SET TASK » Rewrite the material below with every "branch with buds" changed to "budding twig" and nothing else altered. Leave the pictures out of your version.

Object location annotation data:
◆ ◆ ◆

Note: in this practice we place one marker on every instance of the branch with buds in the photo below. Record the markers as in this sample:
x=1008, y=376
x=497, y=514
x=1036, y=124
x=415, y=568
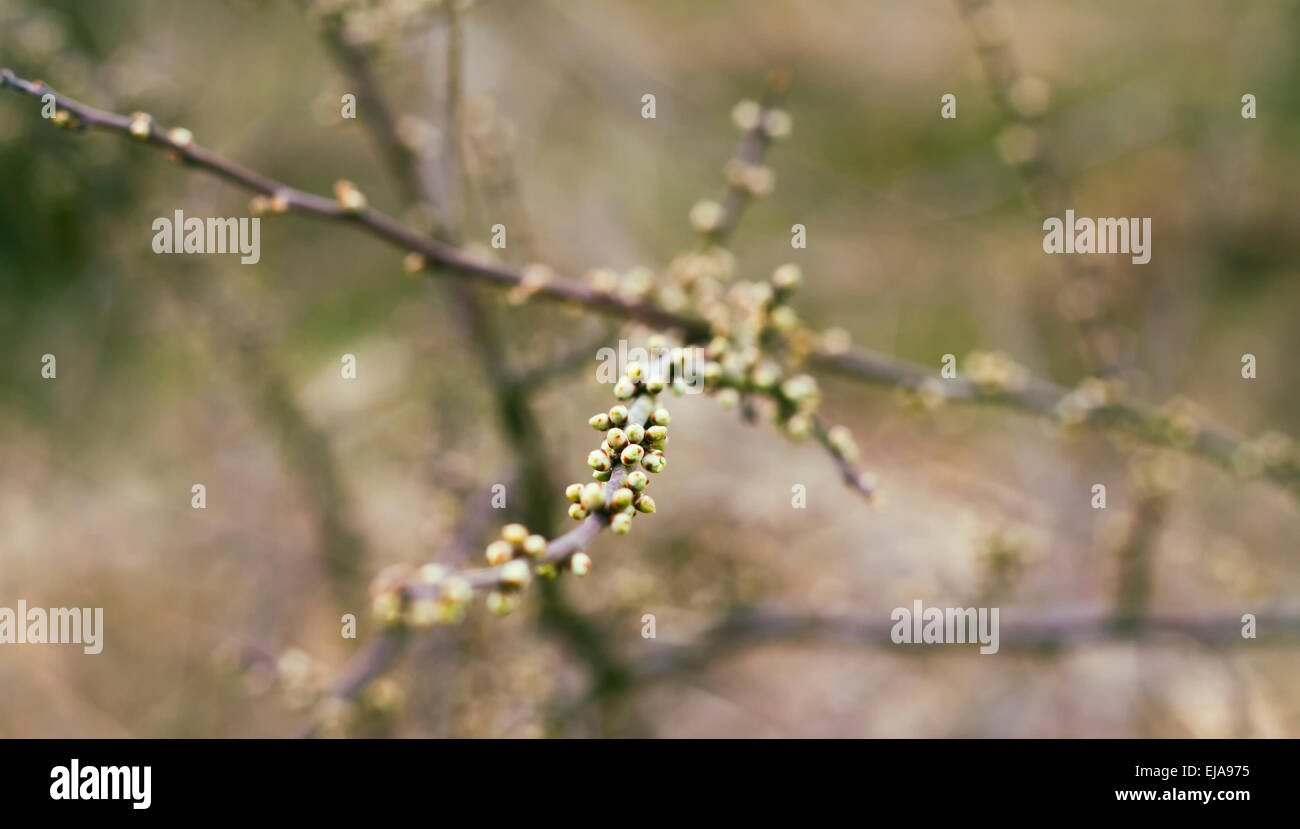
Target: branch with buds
x=1270, y=456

◆ ◆ ◆

ANSWER BELOW »
Note: in this practice we place one marker on every instance of the budding twig in the photo below. Record the markers as in this sample:
x=1008, y=376
x=497, y=514
x=1036, y=124
x=415, y=568
Target: budding twig
x=1270, y=456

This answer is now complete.